### [What the task requires]
Retype the records below word for word, omitting the pictures.

### [Provided data]

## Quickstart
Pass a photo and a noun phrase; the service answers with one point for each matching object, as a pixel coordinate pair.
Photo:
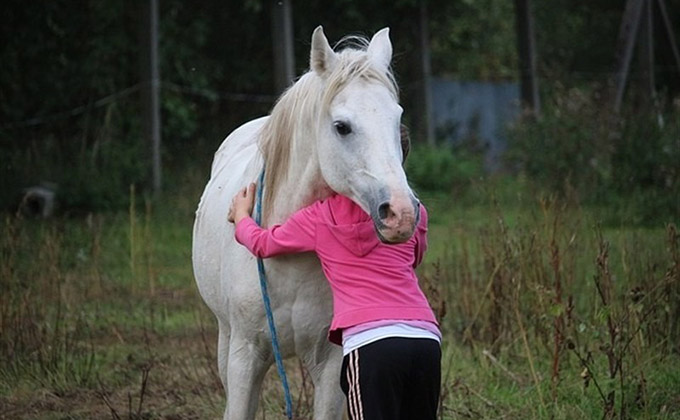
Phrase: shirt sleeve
(421, 237)
(297, 234)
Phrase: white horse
(335, 129)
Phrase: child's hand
(242, 204)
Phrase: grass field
(546, 314)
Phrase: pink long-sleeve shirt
(370, 281)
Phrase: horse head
(358, 133)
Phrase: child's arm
(297, 234)
(421, 237)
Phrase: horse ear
(322, 57)
(380, 48)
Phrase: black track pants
(393, 379)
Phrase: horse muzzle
(396, 220)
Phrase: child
(389, 335)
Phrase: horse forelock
(302, 104)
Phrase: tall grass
(554, 304)
(545, 314)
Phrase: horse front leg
(247, 366)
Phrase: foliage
(443, 168)
(100, 316)
(576, 148)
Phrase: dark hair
(405, 142)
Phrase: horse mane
(304, 101)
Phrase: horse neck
(303, 183)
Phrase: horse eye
(342, 128)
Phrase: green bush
(627, 163)
(444, 168)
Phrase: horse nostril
(384, 210)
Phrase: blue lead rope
(268, 307)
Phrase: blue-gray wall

### [Exercise solution]
## Quickstart
Pass a photo and a noun phrase; the service answers with one point for each matching object, as a pixel coordinate pair.
Photo:
Phrase: shirt sleeve
(421, 237)
(297, 234)
Phrase: white horse
(335, 129)
Phrase: child's hand
(242, 204)
Phrase: grass field
(546, 314)
Phrase: pink long-sleeve shirt
(370, 281)
Phrase: horse head
(358, 133)
Phrase: child's arm
(297, 234)
(421, 237)
Phrase: horse ear
(322, 57)
(380, 48)
Phrase: black track pants
(393, 379)
Phrase: horse muzzle
(396, 220)
Phrase: child
(389, 335)
Phrase: horse forelock
(302, 104)
Phrase: tall grass
(554, 304)
(545, 314)
Phrase: horse front leg
(247, 366)
Phrase: foliage
(443, 168)
(100, 316)
(576, 148)
Phrase: dark hair
(405, 142)
Phrase: horse mane
(304, 101)
Phrase: horse neck
(303, 183)
Phrase: horse eye
(342, 128)
Phrase: green bush
(627, 163)
(444, 168)
Phrase: horse nostril
(384, 210)
Phrase: blue lead rope
(268, 307)
Phrase: blue-gray wall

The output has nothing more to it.